TEXT EXCERPT —
=======

Hettinga develops gate, mold-in hinge
Injection press maker Hettinga Technologies Inc. has developed two new technologies: a gate for molding large parts and a molded-in hinge.
Available for license, Hettinga's Film Gate helps fill multiple cavities and large, complex parts. Unlike the traditional ``fan'' gate, the Film Gate can be positioned to optimize flow and improve part aesthetics, as the melt flows directly into the mold.
The gate uses a pair of facing tenons that retract into a mortise cut into one section of the mold. The tenons are machined to create a central sprue, as well as the film gate and runner, which extend the length of the mold. By changing the contour of the tenon surfaces, the film of resin can be ``tuned'' to supply more or less resin to a particular area.
The Des Moines, Iowa-based company said its self-aligning Lamina Hinge can be made from a variety of flexible materials. Applications include luggage, furniture, construction, appliances, packaging, shipping, publishing, farm equipment and boating.

=======

DATA RECORDS —

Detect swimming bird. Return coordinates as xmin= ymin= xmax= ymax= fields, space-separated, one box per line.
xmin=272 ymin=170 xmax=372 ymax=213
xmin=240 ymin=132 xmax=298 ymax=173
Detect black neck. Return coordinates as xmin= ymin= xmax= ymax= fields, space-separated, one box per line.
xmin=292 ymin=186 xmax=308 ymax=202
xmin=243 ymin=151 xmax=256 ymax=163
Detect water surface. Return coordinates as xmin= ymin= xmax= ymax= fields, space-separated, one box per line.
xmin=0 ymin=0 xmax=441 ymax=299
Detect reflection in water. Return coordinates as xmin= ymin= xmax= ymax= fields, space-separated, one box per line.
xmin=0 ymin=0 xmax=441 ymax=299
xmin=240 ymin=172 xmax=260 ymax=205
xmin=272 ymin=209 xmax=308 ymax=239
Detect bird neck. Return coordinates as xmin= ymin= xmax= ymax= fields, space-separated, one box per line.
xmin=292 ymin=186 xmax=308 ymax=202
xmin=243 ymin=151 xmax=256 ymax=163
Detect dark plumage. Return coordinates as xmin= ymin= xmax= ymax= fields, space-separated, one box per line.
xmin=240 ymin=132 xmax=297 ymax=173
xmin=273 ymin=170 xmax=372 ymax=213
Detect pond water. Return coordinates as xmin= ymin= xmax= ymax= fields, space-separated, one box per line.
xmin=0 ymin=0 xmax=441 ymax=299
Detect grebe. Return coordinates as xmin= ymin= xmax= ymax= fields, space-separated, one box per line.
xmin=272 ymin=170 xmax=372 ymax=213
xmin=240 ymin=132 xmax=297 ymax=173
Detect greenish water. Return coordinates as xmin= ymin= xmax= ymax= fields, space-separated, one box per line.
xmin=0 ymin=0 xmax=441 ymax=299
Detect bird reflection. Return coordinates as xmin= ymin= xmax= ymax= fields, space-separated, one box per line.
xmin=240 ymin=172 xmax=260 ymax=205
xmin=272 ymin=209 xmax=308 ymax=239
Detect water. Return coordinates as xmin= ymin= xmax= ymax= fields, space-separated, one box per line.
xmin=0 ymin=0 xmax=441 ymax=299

=======

WHAT TO PRODUCE — Rewrite the article on Hettinga's gate and hinge, starting at "Available for license, Hettinga's" and ending after "into the mold.", with "aesthetics" replaced by "appearance". The records play no part in this exercise.

WORKED SOLUTION —
Available for license, Hettinga's Film Gate helps fill multiple cavities and large, complex parts. Unlike the traditional ``fan'' gate, the Film Gate can be positioned to optimize flow and improve part appearance, as the melt flows directly into the mold.